Image point grounding data:
■ ■ ■

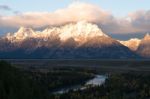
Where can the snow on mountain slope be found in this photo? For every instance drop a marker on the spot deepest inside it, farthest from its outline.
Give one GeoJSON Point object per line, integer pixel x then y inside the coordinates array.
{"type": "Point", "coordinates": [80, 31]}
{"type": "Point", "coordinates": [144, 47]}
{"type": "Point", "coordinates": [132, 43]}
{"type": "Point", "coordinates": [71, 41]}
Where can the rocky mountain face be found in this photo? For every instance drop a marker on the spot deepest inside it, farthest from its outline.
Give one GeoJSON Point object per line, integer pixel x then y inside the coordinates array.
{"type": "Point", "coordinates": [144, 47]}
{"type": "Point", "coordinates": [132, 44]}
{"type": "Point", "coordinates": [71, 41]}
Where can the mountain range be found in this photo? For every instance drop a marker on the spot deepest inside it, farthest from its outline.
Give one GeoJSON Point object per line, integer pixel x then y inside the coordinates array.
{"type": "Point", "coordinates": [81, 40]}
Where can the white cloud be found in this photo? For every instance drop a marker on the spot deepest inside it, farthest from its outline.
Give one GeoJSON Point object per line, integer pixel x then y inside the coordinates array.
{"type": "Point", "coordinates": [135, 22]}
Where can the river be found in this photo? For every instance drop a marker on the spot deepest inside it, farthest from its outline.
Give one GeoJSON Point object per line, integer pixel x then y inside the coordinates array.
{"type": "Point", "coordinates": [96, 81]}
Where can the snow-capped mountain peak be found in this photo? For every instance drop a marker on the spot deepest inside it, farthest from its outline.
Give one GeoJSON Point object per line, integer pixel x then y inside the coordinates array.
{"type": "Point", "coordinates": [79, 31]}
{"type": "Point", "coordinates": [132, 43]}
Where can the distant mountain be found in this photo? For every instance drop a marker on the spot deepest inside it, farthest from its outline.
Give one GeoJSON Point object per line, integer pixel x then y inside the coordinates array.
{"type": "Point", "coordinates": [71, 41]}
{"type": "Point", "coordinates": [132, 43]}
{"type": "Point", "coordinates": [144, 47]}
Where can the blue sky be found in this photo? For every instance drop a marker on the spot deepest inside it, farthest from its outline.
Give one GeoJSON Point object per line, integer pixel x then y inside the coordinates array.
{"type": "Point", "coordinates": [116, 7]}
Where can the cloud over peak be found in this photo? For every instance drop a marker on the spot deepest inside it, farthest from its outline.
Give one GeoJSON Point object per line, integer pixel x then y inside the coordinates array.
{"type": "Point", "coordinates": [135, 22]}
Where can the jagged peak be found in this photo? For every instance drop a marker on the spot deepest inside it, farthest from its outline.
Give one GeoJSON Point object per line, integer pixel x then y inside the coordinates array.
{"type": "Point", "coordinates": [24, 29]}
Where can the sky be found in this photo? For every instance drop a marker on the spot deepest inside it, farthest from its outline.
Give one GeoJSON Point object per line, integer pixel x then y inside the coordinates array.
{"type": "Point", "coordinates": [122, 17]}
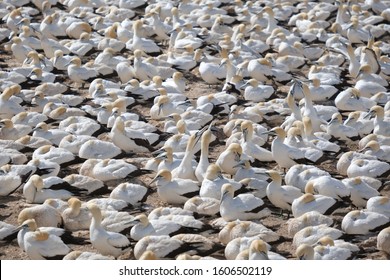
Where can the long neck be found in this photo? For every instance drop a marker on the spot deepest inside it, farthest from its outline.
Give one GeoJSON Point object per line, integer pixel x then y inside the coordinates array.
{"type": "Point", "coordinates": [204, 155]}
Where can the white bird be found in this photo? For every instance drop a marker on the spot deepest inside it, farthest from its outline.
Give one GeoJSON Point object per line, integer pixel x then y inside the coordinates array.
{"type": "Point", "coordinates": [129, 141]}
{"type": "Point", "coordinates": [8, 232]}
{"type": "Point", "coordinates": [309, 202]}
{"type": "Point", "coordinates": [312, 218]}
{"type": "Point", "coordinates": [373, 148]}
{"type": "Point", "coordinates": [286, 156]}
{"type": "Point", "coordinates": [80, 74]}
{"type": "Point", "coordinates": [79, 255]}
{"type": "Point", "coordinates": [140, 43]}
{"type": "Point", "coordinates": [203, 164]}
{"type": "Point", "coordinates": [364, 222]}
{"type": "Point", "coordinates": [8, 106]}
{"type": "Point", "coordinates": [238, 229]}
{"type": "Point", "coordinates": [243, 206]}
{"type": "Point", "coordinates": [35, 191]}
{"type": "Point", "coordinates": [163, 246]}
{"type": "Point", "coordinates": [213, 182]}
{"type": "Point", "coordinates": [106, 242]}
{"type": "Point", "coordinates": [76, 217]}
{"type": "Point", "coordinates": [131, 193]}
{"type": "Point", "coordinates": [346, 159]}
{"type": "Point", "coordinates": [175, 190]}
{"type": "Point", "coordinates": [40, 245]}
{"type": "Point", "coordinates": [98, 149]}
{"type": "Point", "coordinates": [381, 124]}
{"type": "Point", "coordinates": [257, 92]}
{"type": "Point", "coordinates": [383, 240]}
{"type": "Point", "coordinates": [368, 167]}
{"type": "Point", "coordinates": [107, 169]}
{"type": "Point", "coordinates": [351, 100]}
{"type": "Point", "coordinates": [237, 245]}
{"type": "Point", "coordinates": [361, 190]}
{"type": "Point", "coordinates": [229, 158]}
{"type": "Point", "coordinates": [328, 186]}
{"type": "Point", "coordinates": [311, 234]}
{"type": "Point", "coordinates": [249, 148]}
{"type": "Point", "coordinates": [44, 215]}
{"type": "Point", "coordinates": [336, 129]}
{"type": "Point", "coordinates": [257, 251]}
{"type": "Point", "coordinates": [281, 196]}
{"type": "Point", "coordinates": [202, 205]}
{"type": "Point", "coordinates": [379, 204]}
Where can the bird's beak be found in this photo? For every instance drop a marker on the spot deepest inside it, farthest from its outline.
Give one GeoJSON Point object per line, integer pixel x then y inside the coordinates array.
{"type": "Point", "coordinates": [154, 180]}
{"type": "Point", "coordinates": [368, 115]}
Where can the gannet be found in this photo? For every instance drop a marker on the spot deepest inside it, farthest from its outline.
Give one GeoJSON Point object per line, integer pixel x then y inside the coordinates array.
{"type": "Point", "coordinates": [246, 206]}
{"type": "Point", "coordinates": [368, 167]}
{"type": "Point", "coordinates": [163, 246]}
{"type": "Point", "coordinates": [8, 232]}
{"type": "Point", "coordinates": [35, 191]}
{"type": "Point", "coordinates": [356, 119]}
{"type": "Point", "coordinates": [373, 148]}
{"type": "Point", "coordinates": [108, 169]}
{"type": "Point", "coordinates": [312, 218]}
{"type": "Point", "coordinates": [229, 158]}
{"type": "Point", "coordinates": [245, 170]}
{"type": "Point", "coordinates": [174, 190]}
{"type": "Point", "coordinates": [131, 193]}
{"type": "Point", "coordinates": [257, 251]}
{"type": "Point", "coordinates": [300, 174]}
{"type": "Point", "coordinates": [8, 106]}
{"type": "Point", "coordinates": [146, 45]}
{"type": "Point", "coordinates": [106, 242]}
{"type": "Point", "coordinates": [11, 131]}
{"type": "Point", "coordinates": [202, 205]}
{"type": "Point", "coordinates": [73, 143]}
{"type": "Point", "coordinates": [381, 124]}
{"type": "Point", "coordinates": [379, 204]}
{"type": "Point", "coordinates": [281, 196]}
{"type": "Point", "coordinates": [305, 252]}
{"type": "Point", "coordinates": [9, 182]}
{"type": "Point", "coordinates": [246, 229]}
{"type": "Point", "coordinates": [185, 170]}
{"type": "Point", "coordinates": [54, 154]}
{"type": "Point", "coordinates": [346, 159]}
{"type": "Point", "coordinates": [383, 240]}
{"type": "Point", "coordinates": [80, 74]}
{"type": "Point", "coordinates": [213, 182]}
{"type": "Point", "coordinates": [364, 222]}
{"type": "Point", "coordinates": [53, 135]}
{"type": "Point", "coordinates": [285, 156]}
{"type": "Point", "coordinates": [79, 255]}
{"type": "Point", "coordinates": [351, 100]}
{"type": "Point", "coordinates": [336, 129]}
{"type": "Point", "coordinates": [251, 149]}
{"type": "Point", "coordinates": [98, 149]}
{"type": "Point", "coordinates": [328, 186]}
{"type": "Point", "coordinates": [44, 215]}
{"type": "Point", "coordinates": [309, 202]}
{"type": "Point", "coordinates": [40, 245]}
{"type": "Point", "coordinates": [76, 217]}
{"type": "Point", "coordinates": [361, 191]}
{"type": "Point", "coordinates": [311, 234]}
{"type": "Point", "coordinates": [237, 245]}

■ ■ ■

Show the lines of the records that include the string "white".

Where can the white cloud be found in this photo? For every instance drop a marker on the spot deepest inside it, farthest from its outline.
Where can the white bird be found in this photo? For every instance drop a marker on the spot deepest inside it, farthest from its outline.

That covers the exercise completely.